##### ITEMS

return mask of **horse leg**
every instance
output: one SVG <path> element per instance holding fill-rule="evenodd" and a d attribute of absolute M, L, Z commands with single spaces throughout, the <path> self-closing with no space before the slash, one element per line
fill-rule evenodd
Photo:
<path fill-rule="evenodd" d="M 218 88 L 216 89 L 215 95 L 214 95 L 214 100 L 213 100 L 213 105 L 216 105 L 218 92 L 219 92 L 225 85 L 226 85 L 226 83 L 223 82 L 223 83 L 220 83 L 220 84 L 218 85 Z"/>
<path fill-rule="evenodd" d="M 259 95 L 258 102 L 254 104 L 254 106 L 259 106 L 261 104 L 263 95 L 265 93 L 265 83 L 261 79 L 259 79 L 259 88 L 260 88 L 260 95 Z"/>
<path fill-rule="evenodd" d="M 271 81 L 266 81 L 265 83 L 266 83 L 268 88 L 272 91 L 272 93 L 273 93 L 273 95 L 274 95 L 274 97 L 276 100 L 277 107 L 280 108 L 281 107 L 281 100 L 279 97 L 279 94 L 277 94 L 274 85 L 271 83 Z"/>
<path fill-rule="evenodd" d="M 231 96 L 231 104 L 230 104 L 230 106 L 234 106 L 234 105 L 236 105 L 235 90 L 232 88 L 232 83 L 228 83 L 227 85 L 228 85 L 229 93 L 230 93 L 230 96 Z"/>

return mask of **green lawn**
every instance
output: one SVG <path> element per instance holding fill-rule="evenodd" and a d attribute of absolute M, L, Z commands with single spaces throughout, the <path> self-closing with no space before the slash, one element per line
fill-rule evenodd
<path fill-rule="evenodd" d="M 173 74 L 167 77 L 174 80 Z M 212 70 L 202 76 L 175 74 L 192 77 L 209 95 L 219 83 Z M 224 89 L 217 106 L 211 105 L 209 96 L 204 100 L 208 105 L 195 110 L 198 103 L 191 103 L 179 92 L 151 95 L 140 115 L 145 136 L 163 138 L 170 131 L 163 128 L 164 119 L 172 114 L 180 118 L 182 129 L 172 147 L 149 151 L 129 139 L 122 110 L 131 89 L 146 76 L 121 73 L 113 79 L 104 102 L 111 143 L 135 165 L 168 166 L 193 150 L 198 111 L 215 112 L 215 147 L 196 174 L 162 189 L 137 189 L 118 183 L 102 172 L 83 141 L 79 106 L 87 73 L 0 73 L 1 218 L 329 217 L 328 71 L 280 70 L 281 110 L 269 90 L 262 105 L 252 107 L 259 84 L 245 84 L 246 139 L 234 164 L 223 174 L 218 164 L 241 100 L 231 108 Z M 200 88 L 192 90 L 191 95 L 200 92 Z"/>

##########

**CHALLENGE**
Please arrange the rows above as a two-column CSV with the columns "request" and "answer", one line for each row. Put each row's text and its answer in their own quoted field, and replace every line break with a space.

**THE REPLY**
request,answer
"return mask of **horse leg** every instance output: one SVG <path> element per instance holding fill-rule=""evenodd"" and a d attribute of absolute M, L, Z commands with single spaces throughout, the <path> self-closing with no space before the slash, one element per line fill-rule evenodd Photo:","<path fill-rule=""evenodd"" d=""M 218 88 L 216 89 L 215 95 L 214 95 L 214 100 L 213 100 L 213 105 L 216 105 L 218 92 L 219 92 L 225 85 L 226 85 L 226 83 L 223 82 L 223 83 L 220 83 L 220 84 L 218 85 Z""/> <path fill-rule=""evenodd"" d=""M 259 95 L 258 102 L 254 104 L 254 106 L 259 106 L 261 104 L 263 95 L 265 93 L 265 83 L 261 79 L 259 79 L 259 88 L 260 88 L 260 95 Z""/> <path fill-rule=""evenodd"" d=""M 271 81 L 266 81 L 265 83 L 266 83 L 268 88 L 272 91 L 272 93 L 273 93 L 273 95 L 274 95 L 274 97 L 276 100 L 277 107 L 280 108 L 281 107 L 281 100 L 279 97 L 279 94 L 277 94 L 274 85 L 271 83 Z""/> <path fill-rule=""evenodd"" d=""M 231 96 L 231 104 L 230 104 L 230 106 L 234 106 L 234 105 L 236 105 L 235 90 L 232 88 L 232 83 L 228 83 L 227 85 L 228 85 L 229 93 L 230 93 L 230 96 Z""/>"
"return mask of **green lawn** every instance output: one SVG <path> element per instance holding fill-rule=""evenodd"" and a d attribute of absolute M, L, Z commands with single spaces throughout, the <path> self-closing with no space before the slash, one element per line fill-rule evenodd","<path fill-rule=""evenodd"" d=""M 173 74 L 167 77 L 174 80 Z M 212 70 L 202 76 L 175 74 L 192 77 L 209 95 L 219 83 Z M 224 89 L 217 106 L 211 105 L 209 96 L 204 100 L 208 105 L 195 110 L 198 103 L 191 103 L 179 92 L 151 95 L 140 115 L 145 136 L 163 138 L 170 131 L 163 128 L 164 119 L 172 114 L 180 118 L 182 129 L 172 147 L 149 151 L 129 139 L 122 110 L 131 89 L 146 76 L 121 73 L 113 79 L 104 102 L 111 143 L 135 165 L 168 166 L 193 150 L 198 111 L 215 112 L 215 147 L 196 174 L 162 189 L 137 189 L 118 183 L 102 172 L 83 141 L 79 106 L 87 73 L 0 73 L 1 218 L 329 217 L 328 71 L 280 70 L 281 110 L 269 90 L 262 105 L 252 107 L 259 84 L 245 84 L 246 139 L 234 164 L 223 174 L 218 164 L 241 100 L 231 108 Z M 200 88 L 192 90 L 191 95 L 200 92 Z""/>"